>> begin Material for this task

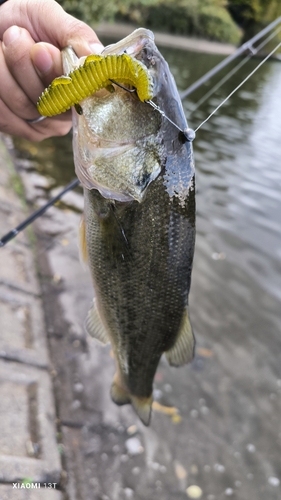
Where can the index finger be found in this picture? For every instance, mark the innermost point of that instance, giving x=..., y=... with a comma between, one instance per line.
x=46, y=21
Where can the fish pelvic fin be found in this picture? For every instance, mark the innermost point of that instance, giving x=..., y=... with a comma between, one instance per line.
x=182, y=352
x=95, y=327
x=121, y=396
x=83, y=253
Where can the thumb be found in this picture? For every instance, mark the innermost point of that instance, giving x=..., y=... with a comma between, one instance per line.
x=46, y=21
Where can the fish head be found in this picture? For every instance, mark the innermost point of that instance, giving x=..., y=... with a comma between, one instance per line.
x=120, y=143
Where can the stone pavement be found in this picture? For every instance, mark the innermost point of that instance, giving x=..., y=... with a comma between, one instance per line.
x=29, y=452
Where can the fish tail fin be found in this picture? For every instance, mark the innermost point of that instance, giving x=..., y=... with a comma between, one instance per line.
x=121, y=396
x=182, y=351
x=142, y=407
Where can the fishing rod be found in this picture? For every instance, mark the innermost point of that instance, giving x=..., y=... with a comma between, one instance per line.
x=14, y=232
x=248, y=45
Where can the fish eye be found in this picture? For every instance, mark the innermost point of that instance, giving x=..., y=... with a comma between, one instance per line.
x=78, y=109
x=182, y=137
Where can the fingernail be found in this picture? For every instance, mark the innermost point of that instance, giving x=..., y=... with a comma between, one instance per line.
x=43, y=61
x=96, y=48
x=11, y=35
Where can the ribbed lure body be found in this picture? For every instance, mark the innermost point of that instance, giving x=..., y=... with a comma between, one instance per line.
x=96, y=73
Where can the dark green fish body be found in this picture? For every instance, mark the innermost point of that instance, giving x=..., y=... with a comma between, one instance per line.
x=139, y=225
x=146, y=249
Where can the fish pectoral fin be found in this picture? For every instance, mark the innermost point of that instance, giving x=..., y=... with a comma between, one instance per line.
x=82, y=241
x=95, y=327
x=182, y=351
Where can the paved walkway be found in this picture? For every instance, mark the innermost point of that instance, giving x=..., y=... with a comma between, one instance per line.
x=29, y=456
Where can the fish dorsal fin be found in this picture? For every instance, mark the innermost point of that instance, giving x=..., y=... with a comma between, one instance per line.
x=82, y=241
x=95, y=326
x=182, y=351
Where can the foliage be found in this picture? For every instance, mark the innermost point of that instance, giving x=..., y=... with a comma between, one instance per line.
x=252, y=15
x=213, y=19
x=204, y=18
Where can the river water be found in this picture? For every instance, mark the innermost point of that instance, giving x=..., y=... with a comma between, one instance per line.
x=228, y=442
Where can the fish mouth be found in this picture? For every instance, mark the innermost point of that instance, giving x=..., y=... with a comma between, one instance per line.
x=132, y=44
x=116, y=137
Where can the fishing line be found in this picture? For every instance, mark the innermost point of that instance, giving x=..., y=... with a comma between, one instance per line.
x=227, y=60
x=238, y=86
x=254, y=51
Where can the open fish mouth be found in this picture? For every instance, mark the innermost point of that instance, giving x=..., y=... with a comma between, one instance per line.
x=117, y=136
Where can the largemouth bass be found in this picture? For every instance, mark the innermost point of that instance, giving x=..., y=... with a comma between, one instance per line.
x=139, y=220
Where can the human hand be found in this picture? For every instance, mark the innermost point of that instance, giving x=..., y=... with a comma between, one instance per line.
x=32, y=33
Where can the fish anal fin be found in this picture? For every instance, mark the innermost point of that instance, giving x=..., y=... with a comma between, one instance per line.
x=95, y=327
x=182, y=351
x=142, y=407
x=120, y=395
x=82, y=241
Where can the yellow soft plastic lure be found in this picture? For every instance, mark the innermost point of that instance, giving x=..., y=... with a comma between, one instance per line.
x=93, y=75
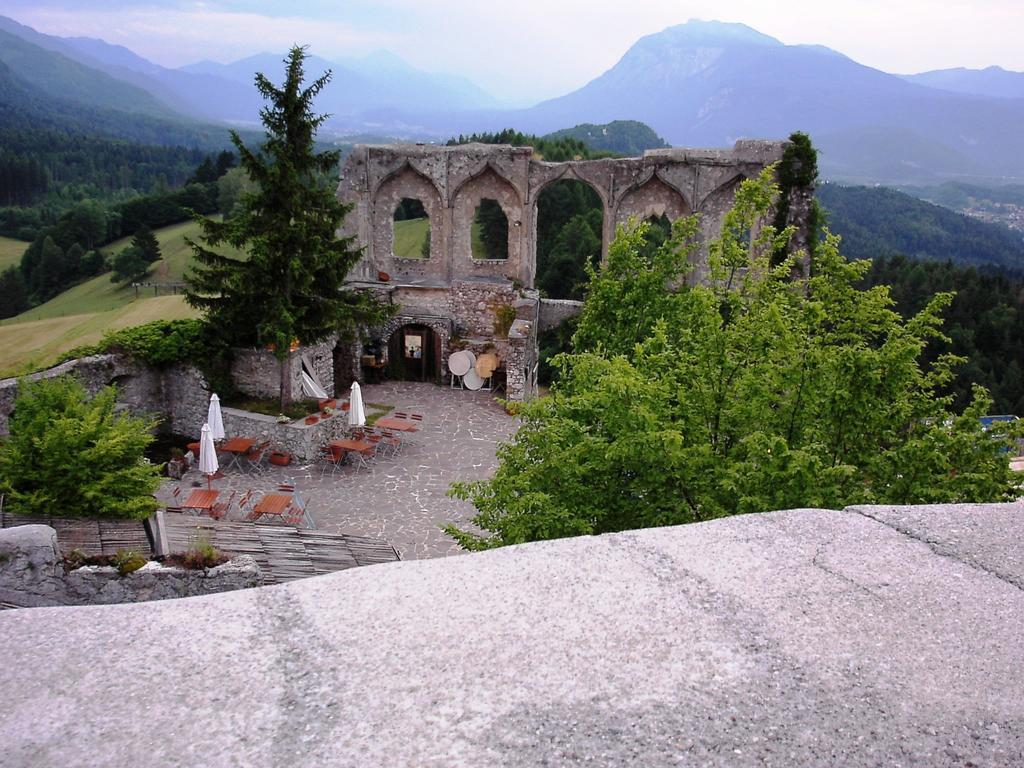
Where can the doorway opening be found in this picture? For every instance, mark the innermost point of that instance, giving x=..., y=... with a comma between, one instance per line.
x=414, y=353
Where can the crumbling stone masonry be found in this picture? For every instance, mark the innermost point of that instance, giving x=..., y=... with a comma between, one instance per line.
x=455, y=294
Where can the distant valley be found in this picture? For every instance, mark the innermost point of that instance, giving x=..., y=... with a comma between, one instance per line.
x=697, y=84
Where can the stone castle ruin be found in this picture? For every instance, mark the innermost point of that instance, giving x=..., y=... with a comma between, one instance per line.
x=452, y=296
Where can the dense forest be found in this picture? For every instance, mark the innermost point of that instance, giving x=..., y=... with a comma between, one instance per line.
x=985, y=322
x=878, y=221
x=626, y=137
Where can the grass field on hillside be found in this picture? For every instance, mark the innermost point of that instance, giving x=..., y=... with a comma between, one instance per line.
x=83, y=313
x=99, y=295
x=30, y=345
x=10, y=252
x=409, y=237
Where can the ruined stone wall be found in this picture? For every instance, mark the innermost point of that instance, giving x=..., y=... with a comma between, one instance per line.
x=177, y=395
x=257, y=372
x=452, y=180
x=33, y=573
x=302, y=440
x=474, y=305
x=555, y=311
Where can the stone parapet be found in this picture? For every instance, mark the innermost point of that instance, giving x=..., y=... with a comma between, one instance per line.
x=33, y=573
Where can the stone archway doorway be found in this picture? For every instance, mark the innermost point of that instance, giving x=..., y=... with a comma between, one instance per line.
x=414, y=353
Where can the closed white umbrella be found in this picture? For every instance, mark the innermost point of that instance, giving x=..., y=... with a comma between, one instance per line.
x=214, y=419
x=356, y=418
x=207, y=455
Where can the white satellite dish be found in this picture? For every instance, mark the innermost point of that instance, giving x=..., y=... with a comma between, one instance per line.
x=459, y=364
x=471, y=380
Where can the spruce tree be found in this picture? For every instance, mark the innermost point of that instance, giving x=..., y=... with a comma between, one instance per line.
x=290, y=287
x=146, y=243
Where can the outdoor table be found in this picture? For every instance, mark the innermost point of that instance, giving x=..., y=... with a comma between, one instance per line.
x=201, y=500
x=359, y=446
x=398, y=425
x=238, y=446
x=271, y=504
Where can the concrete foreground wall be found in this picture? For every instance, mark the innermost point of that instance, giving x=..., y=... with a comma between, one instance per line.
x=873, y=636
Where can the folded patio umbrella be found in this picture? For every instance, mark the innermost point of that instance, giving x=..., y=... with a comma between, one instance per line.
x=356, y=418
x=207, y=455
x=214, y=419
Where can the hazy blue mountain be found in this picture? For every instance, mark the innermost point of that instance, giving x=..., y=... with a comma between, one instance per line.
x=361, y=86
x=54, y=75
x=198, y=96
x=627, y=137
x=707, y=83
x=209, y=90
x=992, y=81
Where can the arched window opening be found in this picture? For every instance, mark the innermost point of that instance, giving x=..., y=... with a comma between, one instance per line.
x=658, y=230
x=411, y=229
x=569, y=224
x=491, y=230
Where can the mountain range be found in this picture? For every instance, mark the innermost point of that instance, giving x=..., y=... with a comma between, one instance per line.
x=697, y=84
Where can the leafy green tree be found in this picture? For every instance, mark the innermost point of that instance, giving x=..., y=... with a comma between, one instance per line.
x=130, y=265
x=750, y=393
x=85, y=223
x=146, y=243
x=74, y=457
x=225, y=162
x=291, y=285
x=49, y=275
x=13, y=293
x=230, y=188
x=92, y=263
x=73, y=260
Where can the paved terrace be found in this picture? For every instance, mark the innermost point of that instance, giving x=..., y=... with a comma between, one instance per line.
x=401, y=499
x=866, y=637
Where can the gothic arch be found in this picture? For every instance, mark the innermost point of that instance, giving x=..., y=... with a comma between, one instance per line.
x=481, y=172
x=652, y=197
x=404, y=181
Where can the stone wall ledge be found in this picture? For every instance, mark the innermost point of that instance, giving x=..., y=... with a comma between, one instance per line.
x=863, y=637
x=32, y=573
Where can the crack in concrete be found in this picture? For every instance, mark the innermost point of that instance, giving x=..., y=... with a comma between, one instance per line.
x=815, y=561
x=942, y=550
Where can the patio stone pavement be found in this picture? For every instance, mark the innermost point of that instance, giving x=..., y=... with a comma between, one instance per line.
x=399, y=499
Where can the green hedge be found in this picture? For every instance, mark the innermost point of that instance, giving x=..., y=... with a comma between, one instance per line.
x=159, y=343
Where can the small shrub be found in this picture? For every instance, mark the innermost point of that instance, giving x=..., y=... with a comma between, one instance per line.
x=77, y=454
x=200, y=556
x=159, y=343
x=504, y=317
x=127, y=561
x=76, y=559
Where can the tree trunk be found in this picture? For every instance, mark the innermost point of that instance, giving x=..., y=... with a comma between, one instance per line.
x=286, y=379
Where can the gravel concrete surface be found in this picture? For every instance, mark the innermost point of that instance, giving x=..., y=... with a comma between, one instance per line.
x=867, y=637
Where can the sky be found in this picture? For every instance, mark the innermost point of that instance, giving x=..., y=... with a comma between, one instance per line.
x=531, y=49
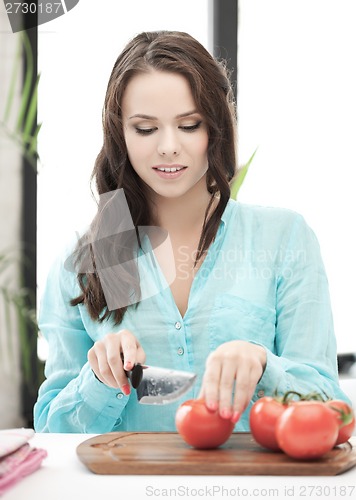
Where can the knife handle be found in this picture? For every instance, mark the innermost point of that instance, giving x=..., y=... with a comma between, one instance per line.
x=135, y=375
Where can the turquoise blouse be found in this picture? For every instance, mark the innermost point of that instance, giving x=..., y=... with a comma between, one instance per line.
x=262, y=281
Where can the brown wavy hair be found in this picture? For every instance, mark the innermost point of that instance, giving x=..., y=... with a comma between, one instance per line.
x=175, y=52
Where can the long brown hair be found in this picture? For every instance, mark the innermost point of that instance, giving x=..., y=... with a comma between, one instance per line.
x=176, y=52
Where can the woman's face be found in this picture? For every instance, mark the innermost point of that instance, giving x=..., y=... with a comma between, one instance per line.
x=166, y=137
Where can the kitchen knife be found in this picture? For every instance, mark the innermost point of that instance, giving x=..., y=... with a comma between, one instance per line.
x=159, y=386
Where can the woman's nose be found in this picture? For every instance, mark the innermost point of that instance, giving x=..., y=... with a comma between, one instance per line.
x=169, y=144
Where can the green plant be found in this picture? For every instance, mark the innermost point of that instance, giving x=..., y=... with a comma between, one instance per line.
x=240, y=177
x=17, y=302
x=20, y=125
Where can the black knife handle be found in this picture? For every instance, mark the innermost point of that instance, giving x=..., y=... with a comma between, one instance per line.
x=135, y=375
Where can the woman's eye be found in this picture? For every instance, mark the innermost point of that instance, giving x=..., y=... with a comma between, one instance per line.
x=191, y=128
x=144, y=131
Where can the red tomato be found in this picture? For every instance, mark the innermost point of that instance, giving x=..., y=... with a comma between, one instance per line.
x=263, y=417
x=307, y=429
x=345, y=418
x=201, y=427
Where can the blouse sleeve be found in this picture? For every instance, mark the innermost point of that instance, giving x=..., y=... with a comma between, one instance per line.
x=70, y=399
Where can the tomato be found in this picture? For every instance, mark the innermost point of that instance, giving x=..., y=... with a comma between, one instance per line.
x=307, y=429
x=200, y=427
x=263, y=417
x=345, y=418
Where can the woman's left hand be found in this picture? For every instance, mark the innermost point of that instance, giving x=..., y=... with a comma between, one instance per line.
x=238, y=364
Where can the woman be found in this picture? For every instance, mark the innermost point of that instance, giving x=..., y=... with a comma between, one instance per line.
x=235, y=293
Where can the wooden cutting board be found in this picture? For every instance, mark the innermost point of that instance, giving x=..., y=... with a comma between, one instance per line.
x=162, y=453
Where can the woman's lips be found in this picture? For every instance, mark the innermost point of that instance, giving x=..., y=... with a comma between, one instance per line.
x=169, y=171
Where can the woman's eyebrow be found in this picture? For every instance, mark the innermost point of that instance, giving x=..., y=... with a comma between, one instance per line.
x=148, y=117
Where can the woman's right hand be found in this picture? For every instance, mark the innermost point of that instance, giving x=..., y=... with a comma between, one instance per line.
x=114, y=353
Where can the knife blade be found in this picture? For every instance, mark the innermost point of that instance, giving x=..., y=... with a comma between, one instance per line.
x=160, y=386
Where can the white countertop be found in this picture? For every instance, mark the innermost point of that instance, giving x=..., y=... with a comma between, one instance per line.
x=62, y=476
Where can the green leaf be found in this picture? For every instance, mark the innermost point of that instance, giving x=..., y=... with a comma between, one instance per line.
x=240, y=177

>> end Material for this task

**Task brief**
Recast the data from the line with "Where can the brown" up to and including the line with "x=176, y=52" as a two-column CSV with the columns label_request and points, one row per request, each field quoted and any line breaks replaced with spaces.

**Complete output**
label_request,points
"Where can the brown wavy hair be found in this picture? For every instance, mark the innermost point of that instance, giving x=..., y=... with a comma between, one instance per line.","x=175, y=52"
"Where can the long brown hair be found in this picture? For every instance, mark the innermost point of that instance, giving x=..., y=... with a comma between, one instance per line.","x=176, y=52"